**What this task involves**
Copy the blog post on neglected blogging and functional programming word for word.
### Page excerpt ###
Like many, this blog has been sadly neglected of late. Like many, I feel bad about it too. In my case the problem is simple: while I want to share my research notes and related material it takes a lot of time to format them so they makes sense (i.e. including the bare minimum introductory material to make it halfway self contained). And, generally speaking, I’ve lacked the discipline to do this rather than, say, trying to solve another research problem for an extra 20mins…
I’m not really sure how to solve this problem. But I’m going to try an experiment: I recently got an iPad and I’ve noticed that with it I’ve been able to make use of lots of little periods of “dead time” between meetings etc. because it is so easy to “just quickly” type an email etc.
With the wordpress app (which is sadly really buggy and keeps dumping…) I figure I can at least try and work on the blog with the iPad. Necessarily I’ll probably end up writing a lot of shorter soft posts (a format that is probably better suited to google Buzz, but no one will read that…) But at least something is better than nothing.
Anyways, to finish, I thought I’d share something I discovered today that I found really striking. A long time ago in another life I briefly worked as a research assistant in a CS dept. One of the things I was meant to do was to work with a program written in ML, a functional programming language, see e.g., this.
I was completely defeated by the task; I simply didn’t “get” functional programming, I mean, you don’t use “for” loops. Huh?!
Anyone who has used a spreadsheet has experience of functional programming. In a spreadsheet, one specifies the value of each cell in terms of the values of other cells. The focus is on what is to be computed, not how it should be computed. For example:
- we do not specify the order in which the cells should be calculated – instead we take it for granted that the spreadsheet will compute cells in an order which respects their dependencies.
- we do not tell the spreadsheet how to allocate its memory – rather, we expect it to present us with an apparently infinite plane of cells, and to allocate memory only to those cells which are actually in use.
- for the most part, we specify the value of a cell by an expression (whose parts can be evaluated in any order), rather than by a sequence of commands which computes its value.
An interesting consequence of the spreadsheet’s unspecified order of re-calculation is that the notion of assignment is not very useful. After all, if you don’t know exactly when an assignment will happen, you can’t make much use of it! This contrasts strongly with programs in conventional languages like C, which consist essentially of a carefully-specified sequence of assignments, or Java, in which the ordering of method calls is crucial to the meaning of a program.
Now there’s an explanation that speaks to me! This one paragraph has completely unlocked the functional language thing for me! It just goes to show that often all you need is the right person to say the right thing to you at the right time.
Note: I don’t really intend to write any functional programs.
### Given records ###
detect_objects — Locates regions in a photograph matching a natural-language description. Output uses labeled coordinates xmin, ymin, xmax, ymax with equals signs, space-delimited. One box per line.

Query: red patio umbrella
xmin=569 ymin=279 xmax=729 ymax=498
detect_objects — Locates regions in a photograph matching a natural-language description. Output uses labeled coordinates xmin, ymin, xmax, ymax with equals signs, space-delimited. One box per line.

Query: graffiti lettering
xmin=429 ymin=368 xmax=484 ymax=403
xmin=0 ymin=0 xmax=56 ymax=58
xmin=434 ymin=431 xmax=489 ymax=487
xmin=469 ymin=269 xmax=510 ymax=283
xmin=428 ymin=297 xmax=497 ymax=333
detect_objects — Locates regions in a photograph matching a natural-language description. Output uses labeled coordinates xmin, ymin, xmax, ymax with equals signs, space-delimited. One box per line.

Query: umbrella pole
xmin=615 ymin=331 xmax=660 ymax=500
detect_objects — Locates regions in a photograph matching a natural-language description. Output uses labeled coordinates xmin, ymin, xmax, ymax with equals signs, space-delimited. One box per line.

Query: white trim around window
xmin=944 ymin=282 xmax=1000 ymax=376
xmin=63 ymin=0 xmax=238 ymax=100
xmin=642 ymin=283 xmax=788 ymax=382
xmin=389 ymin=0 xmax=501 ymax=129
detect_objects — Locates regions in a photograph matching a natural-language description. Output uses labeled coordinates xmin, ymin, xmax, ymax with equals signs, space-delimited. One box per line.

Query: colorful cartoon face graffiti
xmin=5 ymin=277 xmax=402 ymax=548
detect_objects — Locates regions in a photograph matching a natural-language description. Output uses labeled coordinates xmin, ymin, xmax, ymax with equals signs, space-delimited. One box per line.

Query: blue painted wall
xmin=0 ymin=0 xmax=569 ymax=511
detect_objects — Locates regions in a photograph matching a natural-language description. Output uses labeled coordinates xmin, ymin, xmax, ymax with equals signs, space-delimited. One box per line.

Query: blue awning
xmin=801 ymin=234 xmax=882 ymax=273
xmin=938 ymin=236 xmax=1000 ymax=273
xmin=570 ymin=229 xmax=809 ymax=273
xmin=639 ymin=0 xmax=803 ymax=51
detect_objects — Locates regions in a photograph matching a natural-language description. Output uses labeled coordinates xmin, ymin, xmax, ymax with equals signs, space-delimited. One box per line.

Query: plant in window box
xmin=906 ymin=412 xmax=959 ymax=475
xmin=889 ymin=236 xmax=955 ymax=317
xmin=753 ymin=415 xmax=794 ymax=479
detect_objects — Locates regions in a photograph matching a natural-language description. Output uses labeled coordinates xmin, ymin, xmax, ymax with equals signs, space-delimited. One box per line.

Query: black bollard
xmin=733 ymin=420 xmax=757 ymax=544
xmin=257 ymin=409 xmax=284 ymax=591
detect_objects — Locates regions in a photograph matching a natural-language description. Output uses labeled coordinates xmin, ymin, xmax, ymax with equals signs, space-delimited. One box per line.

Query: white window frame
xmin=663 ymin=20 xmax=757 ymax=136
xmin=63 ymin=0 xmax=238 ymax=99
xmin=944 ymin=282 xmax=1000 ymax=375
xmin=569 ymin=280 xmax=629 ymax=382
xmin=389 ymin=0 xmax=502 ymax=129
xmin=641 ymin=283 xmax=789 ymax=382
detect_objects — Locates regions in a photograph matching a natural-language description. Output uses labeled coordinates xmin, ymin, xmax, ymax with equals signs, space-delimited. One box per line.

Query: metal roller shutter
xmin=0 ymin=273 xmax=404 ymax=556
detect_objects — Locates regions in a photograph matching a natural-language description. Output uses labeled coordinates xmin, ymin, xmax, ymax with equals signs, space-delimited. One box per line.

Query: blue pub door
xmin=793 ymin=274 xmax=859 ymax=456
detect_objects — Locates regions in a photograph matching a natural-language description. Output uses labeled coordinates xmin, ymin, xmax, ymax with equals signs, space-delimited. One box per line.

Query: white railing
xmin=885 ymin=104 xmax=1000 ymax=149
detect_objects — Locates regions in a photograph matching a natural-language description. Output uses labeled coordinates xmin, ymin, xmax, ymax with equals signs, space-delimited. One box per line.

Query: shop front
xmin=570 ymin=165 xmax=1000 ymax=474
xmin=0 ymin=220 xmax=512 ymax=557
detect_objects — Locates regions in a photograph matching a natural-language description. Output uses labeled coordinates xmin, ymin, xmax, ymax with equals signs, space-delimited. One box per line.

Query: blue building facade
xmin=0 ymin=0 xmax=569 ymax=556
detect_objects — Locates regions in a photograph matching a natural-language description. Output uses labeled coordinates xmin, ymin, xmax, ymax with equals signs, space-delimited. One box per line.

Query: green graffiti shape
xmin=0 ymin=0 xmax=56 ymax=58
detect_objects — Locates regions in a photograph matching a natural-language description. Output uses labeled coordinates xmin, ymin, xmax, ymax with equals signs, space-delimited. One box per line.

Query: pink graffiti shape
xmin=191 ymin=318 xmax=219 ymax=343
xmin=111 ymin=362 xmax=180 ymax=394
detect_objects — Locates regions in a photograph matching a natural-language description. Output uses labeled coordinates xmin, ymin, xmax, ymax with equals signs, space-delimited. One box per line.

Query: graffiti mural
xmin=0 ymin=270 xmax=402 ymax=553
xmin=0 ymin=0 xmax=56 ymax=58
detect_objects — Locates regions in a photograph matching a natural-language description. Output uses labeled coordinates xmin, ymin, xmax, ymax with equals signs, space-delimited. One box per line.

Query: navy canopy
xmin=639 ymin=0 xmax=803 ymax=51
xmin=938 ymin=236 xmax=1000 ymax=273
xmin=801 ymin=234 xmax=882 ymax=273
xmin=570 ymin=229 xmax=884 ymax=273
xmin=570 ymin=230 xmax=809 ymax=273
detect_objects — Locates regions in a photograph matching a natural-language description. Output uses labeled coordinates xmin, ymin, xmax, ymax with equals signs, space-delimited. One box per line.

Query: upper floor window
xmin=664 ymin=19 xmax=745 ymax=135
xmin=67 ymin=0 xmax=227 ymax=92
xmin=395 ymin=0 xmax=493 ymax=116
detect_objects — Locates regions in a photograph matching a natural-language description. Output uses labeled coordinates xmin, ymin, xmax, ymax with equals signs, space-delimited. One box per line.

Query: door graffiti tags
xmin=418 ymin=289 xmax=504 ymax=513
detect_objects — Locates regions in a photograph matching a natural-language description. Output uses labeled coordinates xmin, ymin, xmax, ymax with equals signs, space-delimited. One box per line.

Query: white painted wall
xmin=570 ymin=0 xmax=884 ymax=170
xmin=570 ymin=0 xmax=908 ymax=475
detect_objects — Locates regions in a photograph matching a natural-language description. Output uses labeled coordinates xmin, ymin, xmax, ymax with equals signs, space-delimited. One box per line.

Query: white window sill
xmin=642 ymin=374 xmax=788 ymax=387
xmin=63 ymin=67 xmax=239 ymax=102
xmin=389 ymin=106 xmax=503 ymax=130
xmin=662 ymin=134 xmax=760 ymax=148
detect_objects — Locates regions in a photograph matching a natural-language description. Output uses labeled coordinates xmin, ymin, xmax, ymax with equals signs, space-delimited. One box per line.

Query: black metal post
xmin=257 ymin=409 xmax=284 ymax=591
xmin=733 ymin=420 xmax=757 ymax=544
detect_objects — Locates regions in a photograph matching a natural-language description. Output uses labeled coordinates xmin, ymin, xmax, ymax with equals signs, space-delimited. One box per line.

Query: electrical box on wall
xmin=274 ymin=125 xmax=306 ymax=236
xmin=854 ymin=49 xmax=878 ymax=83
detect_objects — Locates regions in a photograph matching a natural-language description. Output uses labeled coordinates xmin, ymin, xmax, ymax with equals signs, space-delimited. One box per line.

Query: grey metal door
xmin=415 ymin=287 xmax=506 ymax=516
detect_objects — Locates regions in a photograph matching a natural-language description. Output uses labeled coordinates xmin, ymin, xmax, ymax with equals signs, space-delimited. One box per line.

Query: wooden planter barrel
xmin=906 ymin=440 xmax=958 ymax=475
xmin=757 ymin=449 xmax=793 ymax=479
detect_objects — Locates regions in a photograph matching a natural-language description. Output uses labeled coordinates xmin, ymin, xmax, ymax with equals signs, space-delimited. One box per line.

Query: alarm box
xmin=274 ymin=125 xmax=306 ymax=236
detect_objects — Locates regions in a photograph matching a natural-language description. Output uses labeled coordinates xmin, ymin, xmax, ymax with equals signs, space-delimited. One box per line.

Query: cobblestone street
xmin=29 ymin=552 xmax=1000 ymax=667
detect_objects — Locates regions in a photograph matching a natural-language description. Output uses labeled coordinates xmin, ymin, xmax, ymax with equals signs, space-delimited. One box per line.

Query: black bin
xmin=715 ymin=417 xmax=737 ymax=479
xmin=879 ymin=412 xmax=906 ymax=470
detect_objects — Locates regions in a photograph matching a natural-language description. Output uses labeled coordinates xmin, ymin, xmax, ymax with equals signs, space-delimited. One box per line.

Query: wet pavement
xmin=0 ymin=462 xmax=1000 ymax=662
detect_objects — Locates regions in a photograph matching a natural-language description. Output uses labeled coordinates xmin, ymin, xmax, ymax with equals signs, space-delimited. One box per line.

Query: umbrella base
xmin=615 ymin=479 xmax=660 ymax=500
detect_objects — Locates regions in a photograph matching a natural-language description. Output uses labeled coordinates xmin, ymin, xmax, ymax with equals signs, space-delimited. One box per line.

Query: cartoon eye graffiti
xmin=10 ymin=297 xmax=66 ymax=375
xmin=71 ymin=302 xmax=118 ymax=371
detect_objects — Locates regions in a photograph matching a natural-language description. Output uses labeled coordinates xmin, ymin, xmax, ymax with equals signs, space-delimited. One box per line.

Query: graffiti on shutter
###
**Answer box**
Like many, this blog has been sadly neglected of late. Like many, I feel bad about it too. In my case the problem is simple: while I want to share my research notes and related material it takes a lot of time to format them so they makes sense (i.e. including the bare minimum introductory material to make it halfway self contained). And, generally speaking, I’ve lacked the discipline to do this rather than, say, trying to solve another research problem for an extra 20mins…
I’m not really sure how to solve this problem. But I’m going to try an experiment: I recently got an iPad and I’ve noticed that with it I’ve been able to make use of lots of little periods of “dead time” between meetings etc. because it is so easy to “just quickly” type an email etc.
With the wordpress app (which is sadly really buggy and keeps dumping…) I figure I can at least try and work on the blog with the iPad. Necessarily I’ll probably end up writing a lot of shorter soft posts (a format that is probably better suited to google Buzz, but no one will read that…) But at least something is better than nothing.
Anyways, to finish, I thought I’d share something I discovered today that I found really striking. A long time ago in another life I briefly worked as a research assistant in a CS dept. One of the things I was meant to do was to work with a program written in ML, a functional programming language, see e.g., this.
I was completely defeated by the task; I simply didn’t “get” functional programming, I mean, you don’t use “for” loops. Huh?!
Anyone who has used a spreadsheet has experience of functional programming. In a spreadsheet, one specifies the value of each cell in terms of the values of other cells. The focus is on what is to be computed, not how it should be computed. For example:
- we do not specify the order in which the cells should be calculated – instead we take it for granted that the spreadsheet will compute cells in an order which respects their dependencies.
- we do not tell the spreadsheet how to allocate its memory – rather, we expect it to present us with an apparently infinite plane of cells, and to allocate memory only to those cells which are actually in use.
- for the most part, we specify the value of a cell by an expression (whose parts can be evaluated in any order), rather than by a sequence of commands which computes its value.
An interesting consequence of the spreadsheet’s unspecified order of re-calculation is that the notion of assignment is not very useful. After all, if you don’t know exactly when an assignment will happen, you can’t make much use of it! This contrasts strongly with programs in conventional languages like C, which consist essentially of a carefully-specified sequence of assignments, or Java, in which the ordering of method calls is crucial to the meaning of a program.
Now there’s an explanation that speaks to me! This one paragraph has completely unlocked the functional language thing for me! It just goes to show that often all you need is the right person to say the right thing to you at the right time.
Note: I don’t really intend to write any functional programs.